[llvm] [NVPTX] Vectorize and lower 256-bit global loads/stores for sm_100+/ptx88+ (PR #139292)

Fri May 9 10:35:42 PDT 2025

================
@@ -1328,14 +1349,33 @@ bool NVPTXDAGToDAGISel::tryLDGLDU(SDNode *N) {
     Opcode = pickOpcodeForVT(
         EltVT.getSimpleVT().SimpleTy, NVPTX::INT_PTX_LDG_G_v4i8_ELE,
         NVPTX::INT_PTX_LDG_G_v4i16_ELE, NVPTX::INT_PTX_LDG_G_v4i32_ELE,
-        std::nullopt, NVPTX::INT_PTX_LDG_G_v4f32_ELE, std::nullopt);
+        NVPTX::INT_PTX_LDG_G_v4i64_ELE, NVPTX::INT_PTX_LDG_G_v4f32_ELE,
+        NVPTX::INT_PTX_LDG_G_v4f64_ELE);
     break;
   case NVPTXISD::LDUV4:
     Opcode = pickOpcodeForVT(
         EltVT.getSimpleVT().SimpleTy, NVPTX::INT_PTX_LDU_G_v4i8_ELE,
         NVPTX::INT_PTX_LDU_G_v4i16_ELE, NVPTX::INT_PTX_LDU_G_v4i32_ELE,
         std::nullopt, NVPTX::INT_PTX_LDU_G_v4f32_ELE, std::nullopt);
     break;
+  case NVPTXISD::LoadV8:
+    switch (EltVT.getSimpleVT().SimpleTy) {
+    case MVT::i32:
+      Opcode = NVPTX::INT_PTX_LDG_G_v8i32_ELE;
+      break;
----------------
dakersnar wrote:

At the time it was because I didn't want to change the helper to take in optionals for all the arguments, as currently you can only pass nullopt for i64 and f64. But I think that seems like a reasonable change.

https://github.com/llvm/llvm-project/pull/139292

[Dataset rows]
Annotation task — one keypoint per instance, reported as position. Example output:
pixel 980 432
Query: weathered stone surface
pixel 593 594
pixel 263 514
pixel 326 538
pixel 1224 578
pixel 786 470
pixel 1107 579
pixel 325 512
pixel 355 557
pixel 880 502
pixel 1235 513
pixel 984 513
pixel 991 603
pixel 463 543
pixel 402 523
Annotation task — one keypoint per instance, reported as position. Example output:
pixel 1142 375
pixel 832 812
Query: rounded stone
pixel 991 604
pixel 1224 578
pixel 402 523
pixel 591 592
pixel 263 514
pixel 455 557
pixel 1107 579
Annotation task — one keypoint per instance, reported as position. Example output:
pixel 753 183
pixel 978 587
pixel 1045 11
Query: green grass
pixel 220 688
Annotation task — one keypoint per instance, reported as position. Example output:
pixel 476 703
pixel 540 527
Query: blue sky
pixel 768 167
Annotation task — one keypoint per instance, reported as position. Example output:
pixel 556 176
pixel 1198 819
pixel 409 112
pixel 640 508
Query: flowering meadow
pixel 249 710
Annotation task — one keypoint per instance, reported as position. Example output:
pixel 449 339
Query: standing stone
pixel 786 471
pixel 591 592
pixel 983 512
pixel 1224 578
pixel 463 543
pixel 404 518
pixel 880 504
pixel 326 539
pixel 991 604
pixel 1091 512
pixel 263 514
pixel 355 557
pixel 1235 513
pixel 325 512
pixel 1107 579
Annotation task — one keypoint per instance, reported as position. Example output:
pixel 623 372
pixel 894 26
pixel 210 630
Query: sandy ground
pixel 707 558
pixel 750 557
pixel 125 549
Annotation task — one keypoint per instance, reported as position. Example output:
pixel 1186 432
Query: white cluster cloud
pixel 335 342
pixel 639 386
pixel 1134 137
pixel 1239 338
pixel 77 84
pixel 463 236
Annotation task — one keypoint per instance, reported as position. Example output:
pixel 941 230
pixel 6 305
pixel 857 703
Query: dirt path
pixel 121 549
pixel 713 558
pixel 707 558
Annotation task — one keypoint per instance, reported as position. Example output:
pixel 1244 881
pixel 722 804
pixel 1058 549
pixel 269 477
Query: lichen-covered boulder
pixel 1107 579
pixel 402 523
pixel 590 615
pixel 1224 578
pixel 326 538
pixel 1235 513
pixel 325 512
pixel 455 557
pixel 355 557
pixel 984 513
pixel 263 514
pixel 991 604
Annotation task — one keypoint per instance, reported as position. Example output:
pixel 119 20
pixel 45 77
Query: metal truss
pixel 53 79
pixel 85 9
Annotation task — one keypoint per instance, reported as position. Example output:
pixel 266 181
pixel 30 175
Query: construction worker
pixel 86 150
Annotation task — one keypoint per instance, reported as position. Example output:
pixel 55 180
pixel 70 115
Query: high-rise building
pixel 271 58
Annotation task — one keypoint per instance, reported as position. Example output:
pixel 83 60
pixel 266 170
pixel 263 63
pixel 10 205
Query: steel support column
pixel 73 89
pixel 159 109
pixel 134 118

• **Your tasks**:
(a) In the review thread, which two types does the commenter say are currently the only ones for which the helper can be passed nullopt?
(b) Count how many lines of the entries contain the string "stone", treating case as significant, and give only the number.

• **Worked solutions**:
(a) i64 and f64.

(b) 3